WORK INSTRUCTIONS — Reprint the listing. Every line must match the original exactly.

RECORD EXCERPTS —
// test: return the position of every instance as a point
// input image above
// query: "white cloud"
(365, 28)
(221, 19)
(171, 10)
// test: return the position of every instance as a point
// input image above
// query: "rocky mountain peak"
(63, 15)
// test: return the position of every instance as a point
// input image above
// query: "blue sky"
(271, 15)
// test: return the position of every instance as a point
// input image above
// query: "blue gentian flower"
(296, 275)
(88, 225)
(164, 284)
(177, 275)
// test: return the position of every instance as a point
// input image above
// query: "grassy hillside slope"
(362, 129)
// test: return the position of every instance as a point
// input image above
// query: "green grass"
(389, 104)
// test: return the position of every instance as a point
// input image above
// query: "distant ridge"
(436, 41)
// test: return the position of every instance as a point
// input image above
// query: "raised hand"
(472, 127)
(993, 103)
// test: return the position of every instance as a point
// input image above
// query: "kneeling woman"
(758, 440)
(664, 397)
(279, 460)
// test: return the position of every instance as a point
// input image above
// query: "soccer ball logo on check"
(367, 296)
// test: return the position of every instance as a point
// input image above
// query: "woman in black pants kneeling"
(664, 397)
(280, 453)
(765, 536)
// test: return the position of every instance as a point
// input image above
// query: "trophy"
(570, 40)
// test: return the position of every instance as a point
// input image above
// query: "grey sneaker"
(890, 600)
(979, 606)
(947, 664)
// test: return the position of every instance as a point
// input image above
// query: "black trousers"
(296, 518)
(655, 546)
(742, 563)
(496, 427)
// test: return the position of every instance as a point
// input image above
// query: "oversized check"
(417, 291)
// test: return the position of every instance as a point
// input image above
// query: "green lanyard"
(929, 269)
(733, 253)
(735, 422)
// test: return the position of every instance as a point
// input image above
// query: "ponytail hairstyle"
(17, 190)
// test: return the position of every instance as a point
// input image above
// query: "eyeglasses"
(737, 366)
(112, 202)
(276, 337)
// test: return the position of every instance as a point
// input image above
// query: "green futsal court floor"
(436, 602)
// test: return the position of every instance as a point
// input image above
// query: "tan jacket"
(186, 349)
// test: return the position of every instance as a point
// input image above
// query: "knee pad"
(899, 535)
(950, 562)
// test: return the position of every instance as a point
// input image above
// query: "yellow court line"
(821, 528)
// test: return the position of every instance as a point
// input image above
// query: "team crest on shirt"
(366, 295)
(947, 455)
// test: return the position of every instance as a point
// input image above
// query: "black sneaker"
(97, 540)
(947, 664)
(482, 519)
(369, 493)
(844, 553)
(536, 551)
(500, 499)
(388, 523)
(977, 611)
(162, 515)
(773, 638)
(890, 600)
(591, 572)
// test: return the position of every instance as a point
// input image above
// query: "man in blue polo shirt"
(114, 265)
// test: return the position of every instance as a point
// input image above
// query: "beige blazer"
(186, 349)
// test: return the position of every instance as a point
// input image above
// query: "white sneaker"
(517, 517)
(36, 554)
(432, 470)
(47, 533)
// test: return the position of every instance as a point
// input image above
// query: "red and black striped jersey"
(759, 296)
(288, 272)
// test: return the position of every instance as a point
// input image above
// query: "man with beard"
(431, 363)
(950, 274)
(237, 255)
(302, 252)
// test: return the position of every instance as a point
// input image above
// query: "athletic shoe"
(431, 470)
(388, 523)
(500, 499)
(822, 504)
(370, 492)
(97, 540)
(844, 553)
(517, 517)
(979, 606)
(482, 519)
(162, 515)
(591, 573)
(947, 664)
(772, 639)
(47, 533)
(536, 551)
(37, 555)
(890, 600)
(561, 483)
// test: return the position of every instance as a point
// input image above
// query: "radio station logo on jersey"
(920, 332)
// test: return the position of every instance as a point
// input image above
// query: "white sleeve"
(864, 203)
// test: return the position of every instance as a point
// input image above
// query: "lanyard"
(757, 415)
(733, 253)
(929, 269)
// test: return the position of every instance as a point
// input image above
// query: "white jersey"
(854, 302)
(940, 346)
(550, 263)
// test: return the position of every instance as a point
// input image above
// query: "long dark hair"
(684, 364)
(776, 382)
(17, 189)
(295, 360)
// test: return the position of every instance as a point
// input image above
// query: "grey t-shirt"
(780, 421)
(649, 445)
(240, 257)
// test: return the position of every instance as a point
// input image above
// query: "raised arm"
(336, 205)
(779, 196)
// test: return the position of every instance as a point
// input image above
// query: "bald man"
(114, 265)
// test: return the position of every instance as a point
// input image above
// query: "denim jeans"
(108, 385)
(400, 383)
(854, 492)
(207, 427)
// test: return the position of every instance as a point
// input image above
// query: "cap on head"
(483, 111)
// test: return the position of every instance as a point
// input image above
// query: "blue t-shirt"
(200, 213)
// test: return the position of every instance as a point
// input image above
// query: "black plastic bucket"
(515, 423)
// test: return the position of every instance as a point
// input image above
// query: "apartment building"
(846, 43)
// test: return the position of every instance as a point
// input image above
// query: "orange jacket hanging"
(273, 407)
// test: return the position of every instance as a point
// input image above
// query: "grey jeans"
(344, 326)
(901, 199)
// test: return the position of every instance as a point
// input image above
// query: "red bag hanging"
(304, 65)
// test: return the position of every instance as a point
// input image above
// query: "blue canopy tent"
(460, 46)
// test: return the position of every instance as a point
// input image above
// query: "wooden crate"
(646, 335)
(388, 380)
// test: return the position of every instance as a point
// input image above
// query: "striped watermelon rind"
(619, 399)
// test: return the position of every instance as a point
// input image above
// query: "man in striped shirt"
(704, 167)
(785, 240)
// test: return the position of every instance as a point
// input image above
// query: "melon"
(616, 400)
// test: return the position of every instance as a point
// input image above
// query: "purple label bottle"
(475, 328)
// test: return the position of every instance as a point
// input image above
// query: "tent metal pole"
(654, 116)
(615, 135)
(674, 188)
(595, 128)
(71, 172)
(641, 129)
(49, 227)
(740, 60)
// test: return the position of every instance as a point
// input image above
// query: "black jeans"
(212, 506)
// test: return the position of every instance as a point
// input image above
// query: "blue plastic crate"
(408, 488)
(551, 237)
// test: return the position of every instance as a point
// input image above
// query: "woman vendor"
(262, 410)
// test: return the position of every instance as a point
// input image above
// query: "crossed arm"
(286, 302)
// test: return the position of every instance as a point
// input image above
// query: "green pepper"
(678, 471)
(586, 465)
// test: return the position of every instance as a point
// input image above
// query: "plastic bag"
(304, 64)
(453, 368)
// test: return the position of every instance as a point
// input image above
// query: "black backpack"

WRITTEN REPLY —
// test: return the position of every instance as a point
// input image above
// query: "white cloud"
(365, 28)
(221, 19)
(171, 10)
// test: return the position of every instance as a point
// input image above
// query: "rocky mountain peak"
(63, 15)
// test: return the position of every instance as a point
// input image above
// query: "blue sky"
(271, 15)
// test: return the position of every instance as a point
// input image above
// query: "blue gentian flower"
(296, 275)
(88, 225)
(164, 284)
(177, 275)
// test: return the position of every instance as a point
// input image above
// query: "grassy hillside slope"
(362, 129)
// test: return the position of every instance as a point
// input image above
// query: "green grass"
(389, 104)
// test: return the position of every instance as a point
// input image above
// query: "distant ridge"
(436, 41)
// test: return the position of every instance as a point
// input image above
// query: "raised hand"
(472, 127)
(993, 103)
// test: return the position of every instance as a point
// input image above
// query: "kneeling woman"
(758, 440)
(664, 397)
(279, 460)
// test: return the position of every instance as a point
// input image above
// query: "soccer ball logo on check"
(367, 296)
// test: return the position of every instance as a point
// input image above
// query: "woman in black pants kneeling"
(664, 397)
(280, 453)
(765, 536)
// test: return the position of every instance as a point
// input image above
// query: "trophy"
(570, 40)
// test: return the position of every instance as a point
// input image above
// query: "grey sneaker"
(890, 600)
(979, 606)
(947, 664)
// test: return the position of every instance as a point
// input image above
// query: "black trousers"
(296, 518)
(655, 546)
(742, 563)
(496, 427)
// test: return the position of every instance as a point
// input image above
// query: "oversized check"
(417, 291)
// test: return the position of every instance as a point
// input image above
// query: "green lanyard"
(929, 269)
(733, 253)
(735, 422)
// test: return the position of every instance as a point
// input image above
// query: "ponytail hairstyle"
(17, 190)
// test: return the position of every instance as a point
// input image above
// query: "eyeglasses"
(737, 366)
(112, 202)
(276, 337)
// test: return the position of every instance as a point
// input image above
// query: "green futsal court floor"
(436, 602)
// test: return the position of every instance as a point
// input image above
// query: "tan jacket"
(186, 349)
// test: return the position of every instance as a point
// input image above
// query: "knee pad"
(899, 535)
(950, 562)
// test: return the position of every instance as a point
// input image above
// query: "yellow court line"
(821, 528)
// test: return the position of every instance as a point
// input image above
// query: "team crest on shirt"
(366, 295)
(947, 455)
// test: return the position of every instance as a point
// input image above
// query: "black sneaker"
(97, 540)
(947, 664)
(482, 519)
(369, 493)
(844, 553)
(536, 551)
(500, 499)
(388, 523)
(977, 611)
(162, 515)
(773, 638)
(890, 600)
(591, 572)
// test: return the position of every instance as a point
// input image above
// query: "man in blue polo shirt"
(114, 265)
// test: return the position of every instance as a point
// input image above
// query: "beige blazer"
(186, 349)
// test: return the position of every instance as a point
// input image above
// query: "white sneaker"
(517, 517)
(36, 554)
(432, 470)
(47, 533)
// test: return the position of every instance as a point
// input image above
// query: "red and black striped jersey"
(759, 296)
(288, 272)
// test: return the position of every instance as a point
// input image above
// query: "man with beard"
(431, 363)
(950, 274)
(237, 255)
(302, 252)
// test: return the position of every instance as a point
// input image above
// query: "athletic shoe"
(431, 470)
(388, 523)
(500, 499)
(822, 504)
(370, 492)
(97, 540)
(844, 553)
(517, 517)
(979, 606)
(482, 519)
(162, 515)
(591, 573)
(947, 664)
(772, 639)
(47, 533)
(536, 551)
(37, 555)
(890, 600)
(561, 483)
// test: return the position of every instance as a point
// input image above
// query: "radio station logo on jersey"
(920, 332)
// test: return the position of every instance as a point
// input image above
// query: "white sleeve"
(864, 203)
// test: return the position of every instance as a point
// input image above
// query: "lanyard"
(757, 415)
(733, 253)
(929, 269)
// test: return the position of every instance as a point
// input image above
// query: "white jersey"
(854, 302)
(940, 346)
(550, 263)
// test: return the position of every instance as a point
// input image above
// query: "long dark hair"
(684, 364)
(776, 382)
(17, 189)
(295, 360)
// test: return the position of every instance as a point
// input image above
// query: "grey t-shirt"
(780, 421)
(649, 445)
(240, 257)
// test: return the position of every instance as a point
// input image above
// query: "raised arm"
(336, 205)
(779, 196)
// test: return the position of every instance as a point
// input image above
// query: "bald man"
(114, 265)
// test: return the position of every instance as a point
// input image above
// query: "denim jeans"
(108, 385)
(400, 383)
(854, 492)
(207, 427)
// test: return the position of every instance as a point
// input image above
// query: "cap on head"
(483, 111)
// test: return the position of every instance as a point
// input image above
// query: "blue t-shirt"
(200, 213)
// test: return the position of every instance as a point
// input image above
// query: "black plastic bucket"
(515, 423)
// test: return the position of every instance as a point
// input image above
// query: "apartment building"
(846, 43)
// test: return the position of every instance as a point
// input image above
// query: "orange jacket hanging"
(273, 407)
// test: return the position of every instance as a point
// input image above
// query: "grey jeans"
(344, 326)
(901, 199)
// test: return the position of every instance as a point
// input image above
// query: "red bag hanging"
(304, 65)
// test: return the position of every instance as a point
// input image above
// query: "blue canopy tent"
(460, 46)
// test: return the position of every instance as a point
// input image above
// query: "wooden crate"
(646, 335)
(388, 380)
// test: return the position of every instance as a point
// input image above
// query: "striped watermelon rind"
(619, 399)
// test: return the position of every instance as a point
// input image above
// query: "man in striped shirt"
(704, 167)
(785, 240)
// test: return the position of every instance as a point
// input image above
// query: "melon"
(616, 400)
// test: return the position of every instance as a point
// input image above
// query: "purple label bottle"
(475, 328)
// test: return the position of every instance as a point
// input image above
// query: "tent metal pole"
(654, 116)
(615, 135)
(674, 188)
(595, 128)
(71, 172)
(641, 129)
(49, 227)
(740, 60)
// test: return the position of every instance as a point
// input image above
// query: "black jeans"
(212, 506)
// test: return the position of every instance as a point
// input image above
// query: "blue plastic crate"
(408, 488)
(551, 237)
// test: return the position of every instance as a point
// input image above
// query: "woman vendor"
(262, 410)
// test: return the position of every instance as a point
// input image above
// query: "crossed arm"
(286, 302)
// test: return the position of every instance as a point
// input image above
// query: "green pepper"
(678, 471)
(586, 465)
// test: return the position of every instance as a point
// input image above
// query: "plastic bag"
(304, 64)
(453, 368)
// test: return the position of every instance as a point
// input image above
// query: "black backpack"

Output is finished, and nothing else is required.